[Rows from a dataset]
□ □ □

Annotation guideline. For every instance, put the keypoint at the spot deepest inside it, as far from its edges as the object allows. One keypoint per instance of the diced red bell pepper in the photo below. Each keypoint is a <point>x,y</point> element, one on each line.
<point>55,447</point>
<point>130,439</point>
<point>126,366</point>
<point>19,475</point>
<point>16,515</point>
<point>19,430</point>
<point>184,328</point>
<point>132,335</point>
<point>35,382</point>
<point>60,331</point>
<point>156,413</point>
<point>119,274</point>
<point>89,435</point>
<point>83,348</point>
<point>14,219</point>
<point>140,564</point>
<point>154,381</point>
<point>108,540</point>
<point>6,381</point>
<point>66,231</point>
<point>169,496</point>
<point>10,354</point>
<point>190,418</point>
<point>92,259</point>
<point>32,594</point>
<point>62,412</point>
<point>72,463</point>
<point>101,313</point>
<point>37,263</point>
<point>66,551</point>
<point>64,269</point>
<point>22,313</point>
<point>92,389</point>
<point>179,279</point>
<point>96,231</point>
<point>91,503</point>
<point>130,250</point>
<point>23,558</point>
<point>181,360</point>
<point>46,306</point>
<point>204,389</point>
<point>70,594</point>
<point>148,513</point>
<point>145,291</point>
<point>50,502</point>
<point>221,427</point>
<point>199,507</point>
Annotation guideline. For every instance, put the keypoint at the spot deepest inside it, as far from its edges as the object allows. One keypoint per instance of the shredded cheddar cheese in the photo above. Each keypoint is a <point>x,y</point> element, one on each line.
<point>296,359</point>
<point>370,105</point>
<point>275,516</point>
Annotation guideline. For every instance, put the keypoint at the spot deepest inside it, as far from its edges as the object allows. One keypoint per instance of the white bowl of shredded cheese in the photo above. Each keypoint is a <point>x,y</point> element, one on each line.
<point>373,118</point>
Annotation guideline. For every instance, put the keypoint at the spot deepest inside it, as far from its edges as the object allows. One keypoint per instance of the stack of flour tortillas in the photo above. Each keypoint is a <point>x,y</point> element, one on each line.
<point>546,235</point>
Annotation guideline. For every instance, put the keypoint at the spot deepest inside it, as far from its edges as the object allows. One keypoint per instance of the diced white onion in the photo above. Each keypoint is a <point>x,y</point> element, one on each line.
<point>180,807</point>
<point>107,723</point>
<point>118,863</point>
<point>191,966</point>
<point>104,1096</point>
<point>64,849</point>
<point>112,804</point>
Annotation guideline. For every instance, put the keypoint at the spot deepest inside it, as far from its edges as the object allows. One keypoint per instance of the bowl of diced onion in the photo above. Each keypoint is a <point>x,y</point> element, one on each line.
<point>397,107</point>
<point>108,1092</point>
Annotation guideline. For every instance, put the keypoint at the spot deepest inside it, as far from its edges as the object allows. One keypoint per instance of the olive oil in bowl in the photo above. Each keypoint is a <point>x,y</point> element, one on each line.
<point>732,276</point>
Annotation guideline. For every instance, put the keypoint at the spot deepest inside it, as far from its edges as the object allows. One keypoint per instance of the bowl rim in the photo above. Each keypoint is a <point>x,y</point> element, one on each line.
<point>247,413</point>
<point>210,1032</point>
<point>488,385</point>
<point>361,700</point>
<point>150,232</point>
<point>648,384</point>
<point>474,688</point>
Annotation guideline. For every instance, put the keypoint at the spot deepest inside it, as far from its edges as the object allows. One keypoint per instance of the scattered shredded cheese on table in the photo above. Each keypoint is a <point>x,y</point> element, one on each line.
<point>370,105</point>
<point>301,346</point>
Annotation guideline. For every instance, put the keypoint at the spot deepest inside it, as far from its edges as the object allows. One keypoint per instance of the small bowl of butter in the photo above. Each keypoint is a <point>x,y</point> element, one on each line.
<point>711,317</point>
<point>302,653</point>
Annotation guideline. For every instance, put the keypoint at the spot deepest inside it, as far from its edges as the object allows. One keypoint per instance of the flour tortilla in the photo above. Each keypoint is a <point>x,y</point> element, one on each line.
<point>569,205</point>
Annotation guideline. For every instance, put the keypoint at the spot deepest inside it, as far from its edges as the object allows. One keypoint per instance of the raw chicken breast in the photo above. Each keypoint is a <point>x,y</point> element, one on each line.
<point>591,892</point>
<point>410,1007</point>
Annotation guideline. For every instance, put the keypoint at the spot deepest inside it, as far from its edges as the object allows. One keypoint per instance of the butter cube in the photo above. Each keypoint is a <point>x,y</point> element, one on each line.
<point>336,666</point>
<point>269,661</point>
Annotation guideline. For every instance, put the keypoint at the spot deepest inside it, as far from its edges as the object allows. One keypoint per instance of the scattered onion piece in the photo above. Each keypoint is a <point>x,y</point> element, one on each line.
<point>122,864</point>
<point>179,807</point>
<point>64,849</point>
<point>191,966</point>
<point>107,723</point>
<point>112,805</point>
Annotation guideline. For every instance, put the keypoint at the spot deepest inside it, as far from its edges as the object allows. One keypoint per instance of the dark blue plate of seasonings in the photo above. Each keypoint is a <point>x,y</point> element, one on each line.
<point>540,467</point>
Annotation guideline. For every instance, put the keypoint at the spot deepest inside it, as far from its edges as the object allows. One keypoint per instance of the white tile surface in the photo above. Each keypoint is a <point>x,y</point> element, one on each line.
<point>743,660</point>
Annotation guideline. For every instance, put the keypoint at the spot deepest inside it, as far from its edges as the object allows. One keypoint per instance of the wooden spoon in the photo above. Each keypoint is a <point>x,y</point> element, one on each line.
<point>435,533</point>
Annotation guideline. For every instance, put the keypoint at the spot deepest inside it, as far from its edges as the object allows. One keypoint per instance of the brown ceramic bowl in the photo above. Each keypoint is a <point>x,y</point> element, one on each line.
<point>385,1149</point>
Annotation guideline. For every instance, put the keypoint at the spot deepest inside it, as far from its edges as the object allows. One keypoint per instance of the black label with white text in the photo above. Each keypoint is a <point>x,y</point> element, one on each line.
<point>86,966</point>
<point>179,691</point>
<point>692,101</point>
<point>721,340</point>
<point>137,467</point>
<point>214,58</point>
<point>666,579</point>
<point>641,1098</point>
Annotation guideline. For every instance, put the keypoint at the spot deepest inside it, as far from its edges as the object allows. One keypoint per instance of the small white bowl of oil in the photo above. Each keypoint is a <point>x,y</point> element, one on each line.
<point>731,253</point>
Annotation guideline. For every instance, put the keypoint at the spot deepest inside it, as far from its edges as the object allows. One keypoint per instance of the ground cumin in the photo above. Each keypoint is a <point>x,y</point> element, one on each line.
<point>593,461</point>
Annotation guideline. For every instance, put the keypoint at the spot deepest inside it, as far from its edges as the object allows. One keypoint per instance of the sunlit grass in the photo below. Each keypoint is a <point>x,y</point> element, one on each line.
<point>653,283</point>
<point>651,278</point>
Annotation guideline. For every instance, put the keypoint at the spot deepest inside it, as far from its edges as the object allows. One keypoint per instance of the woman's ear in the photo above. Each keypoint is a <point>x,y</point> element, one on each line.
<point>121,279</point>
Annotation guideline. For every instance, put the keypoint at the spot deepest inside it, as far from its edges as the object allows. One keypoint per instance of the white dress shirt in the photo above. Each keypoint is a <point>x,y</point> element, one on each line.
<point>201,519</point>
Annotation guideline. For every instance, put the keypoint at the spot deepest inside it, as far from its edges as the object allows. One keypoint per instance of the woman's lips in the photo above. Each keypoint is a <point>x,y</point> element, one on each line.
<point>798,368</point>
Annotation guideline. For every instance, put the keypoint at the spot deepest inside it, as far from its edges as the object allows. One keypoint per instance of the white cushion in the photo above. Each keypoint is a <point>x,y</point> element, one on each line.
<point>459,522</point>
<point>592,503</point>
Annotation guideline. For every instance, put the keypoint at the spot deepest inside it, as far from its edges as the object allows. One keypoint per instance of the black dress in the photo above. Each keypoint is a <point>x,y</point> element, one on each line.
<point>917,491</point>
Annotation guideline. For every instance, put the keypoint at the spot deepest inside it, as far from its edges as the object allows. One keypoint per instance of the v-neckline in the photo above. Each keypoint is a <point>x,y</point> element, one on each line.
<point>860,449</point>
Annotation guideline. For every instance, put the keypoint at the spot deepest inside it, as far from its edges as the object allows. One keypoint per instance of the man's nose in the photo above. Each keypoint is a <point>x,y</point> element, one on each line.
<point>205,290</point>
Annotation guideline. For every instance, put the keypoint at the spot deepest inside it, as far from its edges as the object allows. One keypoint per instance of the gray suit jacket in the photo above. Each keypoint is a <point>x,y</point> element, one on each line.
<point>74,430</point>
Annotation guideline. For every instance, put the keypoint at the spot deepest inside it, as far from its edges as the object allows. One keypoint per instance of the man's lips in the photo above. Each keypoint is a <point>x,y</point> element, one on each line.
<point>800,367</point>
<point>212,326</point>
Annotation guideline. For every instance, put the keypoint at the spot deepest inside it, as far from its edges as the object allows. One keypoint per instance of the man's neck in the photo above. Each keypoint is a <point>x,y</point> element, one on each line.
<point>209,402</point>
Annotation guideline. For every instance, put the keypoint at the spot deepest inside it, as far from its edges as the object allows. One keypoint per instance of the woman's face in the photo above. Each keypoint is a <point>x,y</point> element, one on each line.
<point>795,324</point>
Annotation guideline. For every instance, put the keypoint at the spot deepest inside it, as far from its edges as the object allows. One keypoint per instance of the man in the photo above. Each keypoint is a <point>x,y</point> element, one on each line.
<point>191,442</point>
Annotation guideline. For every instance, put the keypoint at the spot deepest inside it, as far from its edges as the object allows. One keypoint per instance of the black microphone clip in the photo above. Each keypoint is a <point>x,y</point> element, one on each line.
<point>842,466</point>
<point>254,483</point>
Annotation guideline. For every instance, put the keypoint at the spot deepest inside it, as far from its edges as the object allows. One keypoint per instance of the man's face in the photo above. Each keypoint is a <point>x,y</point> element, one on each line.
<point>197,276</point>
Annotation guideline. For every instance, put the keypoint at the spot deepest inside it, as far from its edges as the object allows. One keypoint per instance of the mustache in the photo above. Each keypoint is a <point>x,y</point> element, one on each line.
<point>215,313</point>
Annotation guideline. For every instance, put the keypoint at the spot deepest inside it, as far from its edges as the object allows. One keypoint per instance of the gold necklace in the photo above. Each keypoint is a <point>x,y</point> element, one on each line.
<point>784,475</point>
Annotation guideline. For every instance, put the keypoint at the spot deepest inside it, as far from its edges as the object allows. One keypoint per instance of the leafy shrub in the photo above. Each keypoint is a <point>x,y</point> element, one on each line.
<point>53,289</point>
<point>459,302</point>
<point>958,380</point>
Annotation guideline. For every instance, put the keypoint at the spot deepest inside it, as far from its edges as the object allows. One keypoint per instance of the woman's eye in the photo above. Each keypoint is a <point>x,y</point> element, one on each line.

□ □ □

Repeat the records word for word, from the line that contains "the scattered onion" through the line that contains "<point>435,533</point>", including both of those lines.

Annotation guideline. For every instance, put the keypoint at the spot deepest inside it, as far from its edges as the object allows. One keypoint per instance of the scattered onion piece in the photo above. Each keypoint is a <point>x,y</point> element, one on each line.
<point>122,864</point>
<point>179,807</point>
<point>64,849</point>
<point>191,966</point>
<point>107,723</point>
<point>112,805</point>
Annotation guideline. For every instance, put the keypoint at the spot deepest inside it, as far from its edges as the object allows. One keypoint per instance of the dark blue plate of seasonings in the photo above. Each keypoint is a <point>x,y</point> element, one on each line.
<point>540,467</point>
Annotation guideline. For every instance, put the keypoint at the spot deepest inside it, as far from its edges as the object allows. One keypoint per instance of the white tile surface in the photo above. Each keypoint is a <point>x,y</point> element, one on each line.
<point>743,660</point>
Annotation guideline. For every instance, put the keypoint at the spot deepest inside it, as far from its edges as the object allows. One keypoint per instance of the wooden spoon in the photo above. Each keypoint is a <point>x,y</point> element, one on each line.
<point>435,533</point>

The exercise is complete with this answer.